- [Data extract]:
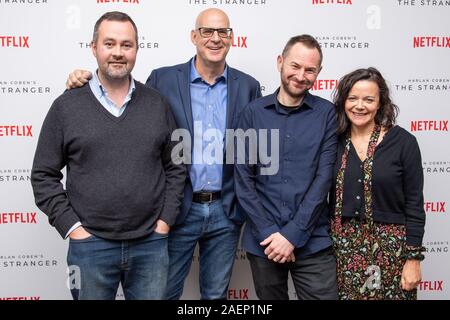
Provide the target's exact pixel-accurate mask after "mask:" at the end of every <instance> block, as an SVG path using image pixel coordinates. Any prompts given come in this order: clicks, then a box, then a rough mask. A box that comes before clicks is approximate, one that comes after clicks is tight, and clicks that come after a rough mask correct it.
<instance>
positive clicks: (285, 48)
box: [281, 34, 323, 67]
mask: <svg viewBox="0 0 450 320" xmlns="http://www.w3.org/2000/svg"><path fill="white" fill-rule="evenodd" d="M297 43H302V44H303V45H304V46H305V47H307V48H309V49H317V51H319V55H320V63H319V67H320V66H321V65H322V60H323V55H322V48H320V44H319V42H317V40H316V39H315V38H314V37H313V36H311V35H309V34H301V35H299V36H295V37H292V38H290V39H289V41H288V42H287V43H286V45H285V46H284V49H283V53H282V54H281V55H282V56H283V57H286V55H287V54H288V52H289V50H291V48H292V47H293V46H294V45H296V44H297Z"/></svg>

---

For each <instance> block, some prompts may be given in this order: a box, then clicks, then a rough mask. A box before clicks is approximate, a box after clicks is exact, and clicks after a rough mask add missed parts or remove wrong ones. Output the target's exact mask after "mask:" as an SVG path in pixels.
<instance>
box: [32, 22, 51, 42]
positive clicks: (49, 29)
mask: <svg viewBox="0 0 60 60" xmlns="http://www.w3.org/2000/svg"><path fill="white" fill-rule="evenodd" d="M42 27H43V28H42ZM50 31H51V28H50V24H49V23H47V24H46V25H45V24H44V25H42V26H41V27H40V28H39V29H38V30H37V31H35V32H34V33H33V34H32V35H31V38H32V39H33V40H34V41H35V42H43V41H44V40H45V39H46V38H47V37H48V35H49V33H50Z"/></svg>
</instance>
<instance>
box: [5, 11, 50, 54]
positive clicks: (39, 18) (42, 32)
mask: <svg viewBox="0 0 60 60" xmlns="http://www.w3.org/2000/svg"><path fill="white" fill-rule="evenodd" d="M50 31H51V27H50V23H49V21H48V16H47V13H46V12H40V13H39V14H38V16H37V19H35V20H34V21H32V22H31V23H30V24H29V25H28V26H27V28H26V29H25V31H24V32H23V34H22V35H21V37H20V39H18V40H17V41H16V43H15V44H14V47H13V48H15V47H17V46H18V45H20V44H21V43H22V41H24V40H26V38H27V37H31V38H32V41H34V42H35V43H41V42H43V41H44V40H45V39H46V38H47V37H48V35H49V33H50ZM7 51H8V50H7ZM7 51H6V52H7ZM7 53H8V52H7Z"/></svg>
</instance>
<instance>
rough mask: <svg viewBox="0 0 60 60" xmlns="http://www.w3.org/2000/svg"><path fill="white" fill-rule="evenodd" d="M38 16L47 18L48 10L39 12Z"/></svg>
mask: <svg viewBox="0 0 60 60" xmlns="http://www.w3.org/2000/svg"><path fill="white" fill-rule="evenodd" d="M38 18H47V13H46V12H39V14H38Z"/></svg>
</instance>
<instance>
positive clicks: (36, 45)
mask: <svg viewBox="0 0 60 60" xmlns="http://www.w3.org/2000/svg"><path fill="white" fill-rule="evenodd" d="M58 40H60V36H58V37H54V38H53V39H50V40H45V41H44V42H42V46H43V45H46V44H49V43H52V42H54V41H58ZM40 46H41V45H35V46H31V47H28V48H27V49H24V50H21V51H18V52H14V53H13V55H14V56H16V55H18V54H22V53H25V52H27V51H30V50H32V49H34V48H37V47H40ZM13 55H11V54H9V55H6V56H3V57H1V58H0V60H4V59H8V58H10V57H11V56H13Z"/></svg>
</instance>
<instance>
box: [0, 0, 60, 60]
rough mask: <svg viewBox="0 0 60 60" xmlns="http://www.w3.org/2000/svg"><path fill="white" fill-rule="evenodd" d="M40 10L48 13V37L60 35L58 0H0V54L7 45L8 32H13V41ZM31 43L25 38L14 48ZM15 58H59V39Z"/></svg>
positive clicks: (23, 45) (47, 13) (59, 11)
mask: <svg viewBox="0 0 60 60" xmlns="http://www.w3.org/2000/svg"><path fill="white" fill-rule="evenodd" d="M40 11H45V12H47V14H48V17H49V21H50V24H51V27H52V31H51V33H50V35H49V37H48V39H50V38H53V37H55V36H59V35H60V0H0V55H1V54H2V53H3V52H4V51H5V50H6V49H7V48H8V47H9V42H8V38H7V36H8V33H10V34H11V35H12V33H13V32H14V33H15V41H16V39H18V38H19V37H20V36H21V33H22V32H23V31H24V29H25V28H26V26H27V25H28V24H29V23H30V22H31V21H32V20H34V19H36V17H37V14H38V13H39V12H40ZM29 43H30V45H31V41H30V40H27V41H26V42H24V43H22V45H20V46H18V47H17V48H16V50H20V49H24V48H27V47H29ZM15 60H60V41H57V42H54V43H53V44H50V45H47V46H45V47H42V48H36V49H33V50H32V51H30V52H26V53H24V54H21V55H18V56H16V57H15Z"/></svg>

- [What needs to be done]: Once you reach the line with "16L47 18L48 10L39" in the data above, copy it and every line after it exactly, up to and including the line with "10L48 13V37L60 35L58".

- [Solution below]:
rough mask: <svg viewBox="0 0 60 60" xmlns="http://www.w3.org/2000/svg"><path fill="white" fill-rule="evenodd" d="M38 16L47 18L48 10L39 12Z"/></svg>
mask: <svg viewBox="0 0 60 60" xmlns="http://www.w3.org/2000/svg"><path fill="white" fill-rule="evenodd" d="M38 18H47V13H46V12H39V14H38Z"/></svg>
</instance>
<instance>
positive clicks: (36, 45)
mask: <svg viewBox="0 0 60 60" xmlns="http://www.w3.org/2000/svg"><path fill="white" fill-rule="evenodd" d="M58 40H60V36H58V37H54V38H53V39H50V40H45V41H44V42H42V46H43V45H46V44H49V43H52V42H54V41H58ZM40 46H41V45H35V46H31V47H28V48H27V49H24V50H21V51H18V52H14V53H13V55H14V56H16V55H18V54H22V53H25V52H27V51H30V50H32V49H34V48H37V47H40ZM13 55H11V54H9V55H6V56H3V57H1V58H0V60H4V59H8V58H10V57H11V56H13Z"/></svg>
</instance>
<instance>
box: [0, 0, 60, 60]
rough mask: <svg viewBox="0 0 60 60" xmlns="http://www.w3.org/2000/svg"><path fill="white" fill-rule="evenodd" d="M40 10L48 13V37L60 35L58 0H0V54L7 45L8 32H13V41ZM31 43L25 38L14 48ZM15 58H59V39Z"/></svg>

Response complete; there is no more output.